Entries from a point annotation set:
* start *

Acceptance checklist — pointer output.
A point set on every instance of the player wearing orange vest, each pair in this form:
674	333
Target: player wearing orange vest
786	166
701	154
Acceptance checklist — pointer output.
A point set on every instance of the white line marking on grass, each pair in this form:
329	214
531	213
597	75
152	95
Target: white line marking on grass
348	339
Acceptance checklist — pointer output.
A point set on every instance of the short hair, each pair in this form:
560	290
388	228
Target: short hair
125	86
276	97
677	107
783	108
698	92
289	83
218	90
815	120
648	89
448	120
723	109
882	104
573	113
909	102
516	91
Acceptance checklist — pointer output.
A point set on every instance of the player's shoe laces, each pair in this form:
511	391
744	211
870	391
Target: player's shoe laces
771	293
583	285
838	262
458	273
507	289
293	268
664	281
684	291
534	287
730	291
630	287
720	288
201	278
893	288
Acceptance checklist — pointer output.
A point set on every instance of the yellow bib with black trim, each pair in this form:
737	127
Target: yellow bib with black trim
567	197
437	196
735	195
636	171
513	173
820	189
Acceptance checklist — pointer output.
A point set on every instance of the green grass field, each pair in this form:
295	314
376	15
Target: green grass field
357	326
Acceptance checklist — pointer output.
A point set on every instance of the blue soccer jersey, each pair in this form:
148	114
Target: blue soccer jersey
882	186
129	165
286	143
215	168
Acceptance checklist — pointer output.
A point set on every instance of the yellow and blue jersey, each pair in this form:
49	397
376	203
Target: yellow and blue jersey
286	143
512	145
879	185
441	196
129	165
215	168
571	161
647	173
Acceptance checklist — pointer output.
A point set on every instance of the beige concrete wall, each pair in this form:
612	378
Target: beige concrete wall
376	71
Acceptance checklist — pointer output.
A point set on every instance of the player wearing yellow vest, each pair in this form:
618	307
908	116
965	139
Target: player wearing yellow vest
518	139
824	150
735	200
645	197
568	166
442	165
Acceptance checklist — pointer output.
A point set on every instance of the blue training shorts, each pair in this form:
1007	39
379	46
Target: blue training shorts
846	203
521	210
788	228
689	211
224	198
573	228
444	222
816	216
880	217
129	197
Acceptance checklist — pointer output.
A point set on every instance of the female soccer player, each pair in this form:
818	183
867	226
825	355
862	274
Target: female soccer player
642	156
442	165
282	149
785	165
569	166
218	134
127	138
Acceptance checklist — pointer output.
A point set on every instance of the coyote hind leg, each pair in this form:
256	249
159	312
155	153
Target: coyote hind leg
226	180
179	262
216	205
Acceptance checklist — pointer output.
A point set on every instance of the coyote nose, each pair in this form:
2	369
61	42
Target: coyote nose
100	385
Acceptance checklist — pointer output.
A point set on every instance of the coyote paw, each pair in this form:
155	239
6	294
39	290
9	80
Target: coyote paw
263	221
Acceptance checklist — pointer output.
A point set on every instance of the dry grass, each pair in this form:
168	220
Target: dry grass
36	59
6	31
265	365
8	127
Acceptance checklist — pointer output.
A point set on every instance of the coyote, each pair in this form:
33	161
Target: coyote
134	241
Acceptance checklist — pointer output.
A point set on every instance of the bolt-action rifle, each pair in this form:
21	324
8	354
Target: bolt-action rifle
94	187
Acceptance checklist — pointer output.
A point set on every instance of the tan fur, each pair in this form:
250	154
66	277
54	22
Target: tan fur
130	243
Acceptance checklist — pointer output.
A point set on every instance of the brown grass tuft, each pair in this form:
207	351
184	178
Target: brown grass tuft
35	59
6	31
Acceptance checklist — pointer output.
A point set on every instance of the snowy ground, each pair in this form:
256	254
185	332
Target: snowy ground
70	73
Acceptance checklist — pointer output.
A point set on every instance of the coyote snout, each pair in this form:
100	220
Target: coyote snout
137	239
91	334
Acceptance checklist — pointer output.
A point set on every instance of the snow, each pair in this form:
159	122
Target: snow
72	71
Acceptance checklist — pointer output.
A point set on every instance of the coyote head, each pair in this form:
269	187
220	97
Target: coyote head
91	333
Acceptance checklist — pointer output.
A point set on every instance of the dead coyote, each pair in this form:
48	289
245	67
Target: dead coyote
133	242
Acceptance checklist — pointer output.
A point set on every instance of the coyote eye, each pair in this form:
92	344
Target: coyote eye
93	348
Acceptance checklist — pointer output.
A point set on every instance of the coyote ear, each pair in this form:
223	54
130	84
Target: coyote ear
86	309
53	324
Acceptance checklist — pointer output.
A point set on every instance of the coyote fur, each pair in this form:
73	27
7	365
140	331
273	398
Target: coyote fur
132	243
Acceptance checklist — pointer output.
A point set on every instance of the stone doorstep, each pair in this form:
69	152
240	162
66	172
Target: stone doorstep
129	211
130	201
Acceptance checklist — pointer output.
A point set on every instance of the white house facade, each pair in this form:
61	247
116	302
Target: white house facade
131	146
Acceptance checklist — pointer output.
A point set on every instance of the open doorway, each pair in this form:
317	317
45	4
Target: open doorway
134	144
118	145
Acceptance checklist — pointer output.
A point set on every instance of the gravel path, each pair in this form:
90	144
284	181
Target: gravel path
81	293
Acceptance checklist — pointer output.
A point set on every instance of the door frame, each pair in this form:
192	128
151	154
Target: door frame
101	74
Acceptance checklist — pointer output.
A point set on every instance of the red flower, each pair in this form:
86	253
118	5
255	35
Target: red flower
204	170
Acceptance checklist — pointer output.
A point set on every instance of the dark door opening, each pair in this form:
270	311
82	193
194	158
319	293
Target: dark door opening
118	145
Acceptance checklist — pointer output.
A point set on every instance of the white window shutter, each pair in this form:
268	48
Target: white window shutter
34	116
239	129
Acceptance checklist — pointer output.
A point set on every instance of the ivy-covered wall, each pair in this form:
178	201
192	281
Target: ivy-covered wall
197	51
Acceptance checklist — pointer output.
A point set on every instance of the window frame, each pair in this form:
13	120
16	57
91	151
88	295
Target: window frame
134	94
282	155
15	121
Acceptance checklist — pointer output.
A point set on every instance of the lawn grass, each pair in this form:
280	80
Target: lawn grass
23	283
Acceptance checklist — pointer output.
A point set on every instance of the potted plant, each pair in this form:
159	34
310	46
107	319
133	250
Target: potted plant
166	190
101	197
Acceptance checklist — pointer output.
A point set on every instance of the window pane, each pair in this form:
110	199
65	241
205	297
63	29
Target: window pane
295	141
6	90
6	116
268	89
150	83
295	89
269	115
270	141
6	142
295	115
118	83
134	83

* end *

● Given task
Produce an exact copy of every entry above.

● Task answer
Acceptance checklist — pointer output.
A point set on every instance of the player wearing orange vest, each pair in this form:
674	333
Target: player wearing orange vest
786	166
701	154
Acceptance checklist — pointer output.
A point set on every instance of the white line marking on grass, each pair in this form:
329	214
531	213
597	75
152	95
Target: white line marking on grass
348	339
Acceptance checklist — pointer output.
A point set on every instance of the short hair, each pair in this form:
560	290
388	228
Target: short hair
125	86
276	97
677	107
783	108
698	92
289	83
218	90
815	120
648	89
448	120
723	109
882	104
573	113
909	102
516	91
Acceptance checklist — pointer output.
A point set on every instance of the player's shoe laces, each pair in this form:
511	391
744	211
870	391
Target: player's shoe laces
771	293
583	285
838	262
458	273
507	289
293	268
664	281
684	291
534	287
730	291
630	287
720	288
201	278
893	288
Acceptance checklist — pointer output.
A point set on every instance of the yellow bib with black trim, each pair in this form:
737	127
Target: yellow bib with black trim
567	197
437	196
735	195
636	171
513	173
820	189
Acceptance checklist — pointer output.
A point set on every instance of the green grass field, each pair in this form:
295	314
376	15
Target: green grass field
357	326
Acceptance checklist — pointer output.
A point set on every instance of the blue soccer jersey, each pair in this form:
148	114
Target: blue soccer jersey
882	186
129	165
286	143
215	168
Acceptance checklist — pointer output.
A point set on every instance of the yellow and blue jersey, each pair in this form:
49	397
376	203
Target: yellow and blue jersey
286	143
512	145
879	185
441	196
129	165
215	168
571	161
647	173
Acceptance checklist — pointer output.
A point set on every instance of the beige concrete wall, each pair in this form:
612	378
Target: beige concrete wall
376	71
Acceptance checklist — pointer output.
A point set on every instance of the player wearing yellow vest, each pair in this form:
618	307
908	116
965	139
Target: player wearing yellow vest
518	139
824	150
735	200
645	197
568	166
442	165
Acceptance checklist — pointer output.
A point set on every instance of the blue training shorts, each pair in this form:
1007	39
379	46
Target: blue training shorts
846	203
521	210
788	228
689	211
224	198
573	228
444	222
816	216
880	217
129	197
Acceptance checklist — pointer output.
A point set on every instance of the female soccer player, each pair in this form:
818	183
867	226
825	355
862	274
Target: female soccer player
642	156
442	165
282	149
785	165
569	166
218	134
127	138
Acceptance checklist — pointer output.
A point set on every instance of the coyote hind leg, each pair in this form:
256	249
159	312
155	153
Target: coyote hind leg
226	180
179	262
216	205
Acceptance checklist — pointer output.
A point set on every instance of the coyote nose, each pair in this form:
2	369
61	42
Target: coyote nose
100	385
Acceptance checklist — pointer output.
A point set on every instance of the coyote paw, each pair in this form:
155	239
6	294
39	290
9	80
Target: coyote paw
263	221
Acceptance checklist — pointer output.
A point set on every instance of the dry grass, each pair in this form:
168	220
Target: dry grass
36	59
6	31
265	365
8	127
Acceptance checklist — pointer output.
A point set on every instance of the coyote, each pair in this form:
33	161
Target: coyote
134	241
Acceptance checklist — pointer output.
A point set on every instance of the bolt-action rifle, each pair in this form:
21	324
8	354
Target: bolt-action rifle
94	187
Acceptance checklist — pointer output.
A point set on every instance of the tan fur, each pair in this form:
250	154
66	277
54	22
Target: tan fur
130	243
Acceptance checklist — pointer output.
A point set on every instance of the brown grass tuft, each pair in this form:
207	351
184	178
Target: brown grass tuft
35	59
6	31
Acceptance checklist — pointer output.
A point set on every instance of the snowy ground, each pair in this form:
256	254
185	332
Target: snowy ground
70	73
Acceptance checklist — pointer output.
A point set on every instance of the coyote snout, each pair in this form:
100	220
Target: coyote snout
137	239
91	334
Acceptance checklist — pointer output.
A point set on every instance of the snow, each pair in this form:
159	122
Target: snow
72	71
Acceptance checklist — pointer output.
A point set on every instance of the coyote head, each pair in this form:
269	187
220	97
Target: coyote head
91	333
Acceptance checklist — pointer output.
A point set on every instance of the dead coyote, each pair in this form:
48	289
245	67
Target: dead coyote
133	242
Acceptance checklist — pointer output.
A point set on every instance of the coyote eye, each pair in this form:
92	344
Target: coyote eye
93	348
Acceptance checklist — pointer output.
A point set on every instance of the coyote ear, each pair in this form:
223	54
130	84
Target: coyote ear
86	309
53	324
Acceptance checklist — pointer output.
A point set on every instance of the coyote fur, each pair in this form:
73	27
7	365
140	331
273	398
Target: coyote fur
132	243
Acceptance checklist — pointer output.
A point set on every instance of the stone doorstep, each pair in this form:
69	152
240	162
66	172
Target: stone doorstep
129	211
130	201
Acceptance checklist — pointer output.
A point set on every instance of the white house facade, each pair in this form:
61	247
116	302
Target: white house facade
131	146
Acceptance checklist — pointer output.
A point set on every instance of the open doorway, each pair in this form:
317	317
45	4
Target: open doorway
134	144
118	145
Acceptance checklist — pointer output.
A point set on every instance of the gravel path, each pair in this form:
90	144
284	181
Target: gravel path
81	293
Acceptance checklist — pointer output.
A point set on every instance of the door frame, each pair in this form:
192	128
151	154
Target: door frame
101	74
Acceptance checklist — pointer output.
A point set on every instance of the red flower, each pair in this form:
86	253
118	5
255	35
Target: red flower
204	170
Acceptance checklist — pointer output.
A point set on every instance of the dark door opening, each pair in this form:
270	311
82	193
194	158
319	293
Target: dark door opening
118	145
Acceptance checklist — pointer output.
A point set on every instance of the white window shutter, each pair in this form:
268	48
Target: white window shutter
34	116
239	129
Acceptance checklist — pointer output.
A point set on every instance of the ivy-covered wall, each pair in this form:
178	201
192	281
Target: ivy-covered wall
197	51
Acceptance checklist — pointer output.
A point set on every instance of the window frame, each pair in this form:
13	120
16	57
91	151
88	295
Target: window frame
134	94
282	155
15	121
Acceptance checklist — pointer output.
A point set on every instance of the lawn grass, each pair in this form:
280	80
Target: lawn grass
23	283
Acceptance checklist — pointer output.
A point set on every instance of the potted plant, each pair in this form:
159	34
310	46
107	319
133	250
Target: potted plant
166	190
101	197
Acceptance checklist — pointer output.
A point set on every instance of the window pane, each pair in this form:
110	199
65	241
205	297
63	29
Target: window pane
295	141
6	90
6	116
268	89
150	83
295	89
269	115
270	141
6	142
295	115
118	83
134	83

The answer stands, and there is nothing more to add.